• **Text passage**
+-------+
F.R. 56(j) – Judgement of the Supreme Court in regard to
The undersigned is directed to enclose for information a certified copy of the judgement of the Supreme Court in the case Union of India versus Col.J.N. Sinha, Ex-Director, (Selection Grade), Survey of India and another, delivered on the 12th_August,_1970. It will be seen from the judgement that the Supreme Court had not only upheld the validity of F.R. 56.(j) in view of that decision of that Court in shivcharan Singh versus State of Mysore (A.I.R. 1965 — S.C.280) but have also held that no show-cause notice need be issued to any Government servant before a notice of retirement is issued to him under the aforesaid provisions. In this connection, attention is invited particularly to the observations of the Court in Para 8 of their judgement.
2. In this judgement, the Supreme Court have also spelt out the circumstances where an aggrieved Government servant could challenge the notice of retirement issued under F.R. 56(j) in the following words:-
“Now coming to the express words of Fundamental Rule 56(j), it says that the appropriate authority has the absolute right to retire a government servant if it is of the opinion that it is in the public interest to do so. The right conferred on the appropriate authority is an absolute one. That power can be exercised subject to the conditions mentioned in the rule, one of which is that the concerned authority must be of the opinion that it is in public interest to do so. It that authority bona fide forms that opinion, the correctness of that opinion cannot be challenged before courts. It is open to an aggrieved party to contend that the requisite opinion has not been formed or the decision is based on collateral grounds or that it is an orbitrary decision”.
+-------+
• **Assignment**
Write the next part of the text on the Supreme Court judgment regarding F.R. 56(j), picking up from its last sentence. The entries after this point are not needed.

(Extracted data entries)
+-------+
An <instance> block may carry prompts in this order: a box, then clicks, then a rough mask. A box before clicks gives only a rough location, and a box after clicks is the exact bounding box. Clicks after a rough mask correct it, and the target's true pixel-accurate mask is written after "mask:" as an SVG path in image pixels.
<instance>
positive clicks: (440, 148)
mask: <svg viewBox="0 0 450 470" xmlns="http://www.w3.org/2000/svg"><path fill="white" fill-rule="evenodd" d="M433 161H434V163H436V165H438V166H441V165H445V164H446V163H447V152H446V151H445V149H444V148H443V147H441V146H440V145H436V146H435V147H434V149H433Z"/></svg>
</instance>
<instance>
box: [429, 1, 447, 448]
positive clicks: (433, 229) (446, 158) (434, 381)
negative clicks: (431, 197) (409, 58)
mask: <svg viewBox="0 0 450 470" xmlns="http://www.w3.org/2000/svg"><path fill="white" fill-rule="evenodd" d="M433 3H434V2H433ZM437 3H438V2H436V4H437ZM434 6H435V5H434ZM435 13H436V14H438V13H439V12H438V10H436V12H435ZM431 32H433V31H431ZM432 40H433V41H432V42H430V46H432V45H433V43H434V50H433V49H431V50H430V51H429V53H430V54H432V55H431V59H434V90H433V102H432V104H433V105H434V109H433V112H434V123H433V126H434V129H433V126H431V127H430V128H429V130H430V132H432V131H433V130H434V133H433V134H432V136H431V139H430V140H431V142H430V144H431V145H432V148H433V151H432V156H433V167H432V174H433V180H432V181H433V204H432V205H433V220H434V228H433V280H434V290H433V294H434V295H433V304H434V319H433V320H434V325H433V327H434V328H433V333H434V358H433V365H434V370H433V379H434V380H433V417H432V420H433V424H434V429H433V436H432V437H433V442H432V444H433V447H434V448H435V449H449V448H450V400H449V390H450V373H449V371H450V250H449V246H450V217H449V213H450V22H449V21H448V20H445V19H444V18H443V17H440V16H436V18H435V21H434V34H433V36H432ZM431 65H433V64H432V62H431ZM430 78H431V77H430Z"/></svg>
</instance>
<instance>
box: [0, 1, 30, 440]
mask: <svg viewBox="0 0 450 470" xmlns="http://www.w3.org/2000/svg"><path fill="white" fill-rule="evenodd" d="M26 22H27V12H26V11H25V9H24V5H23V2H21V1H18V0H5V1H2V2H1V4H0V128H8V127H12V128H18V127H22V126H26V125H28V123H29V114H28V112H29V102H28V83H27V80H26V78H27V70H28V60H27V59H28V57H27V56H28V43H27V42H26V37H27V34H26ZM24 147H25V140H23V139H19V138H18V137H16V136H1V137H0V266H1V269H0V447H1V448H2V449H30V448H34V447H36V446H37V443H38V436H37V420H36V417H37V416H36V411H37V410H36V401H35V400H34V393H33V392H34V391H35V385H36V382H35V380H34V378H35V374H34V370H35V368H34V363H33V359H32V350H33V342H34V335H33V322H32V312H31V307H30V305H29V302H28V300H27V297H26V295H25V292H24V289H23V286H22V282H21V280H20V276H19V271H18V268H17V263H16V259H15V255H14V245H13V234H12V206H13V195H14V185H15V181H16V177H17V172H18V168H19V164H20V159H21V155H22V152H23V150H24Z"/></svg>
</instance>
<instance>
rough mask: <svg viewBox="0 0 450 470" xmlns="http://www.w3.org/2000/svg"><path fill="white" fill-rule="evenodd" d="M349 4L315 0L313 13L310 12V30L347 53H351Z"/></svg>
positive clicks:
+-------+
• **Answer section**
3. It will be seen from the above observation of the court that the appropriate authority defined in Note I below F.R.56(J) should bona fide form an opinion that it is in the public interest to retire the Officer in exercised of the powers conferred by that provision and this decision should not be an arbitrary decision or should not be based on collatoral grounds. Accordingly, in every case where it is proposed to retire a Government servant in exercise of the powers conferred by the said rule, the appropriate authority should record in the file its opinion that it is necessary retire the Government servant in pursuance of the aforesaid rule in the public interest. The order to be served on the Government servant would of course be on the form prescribed for the purpose.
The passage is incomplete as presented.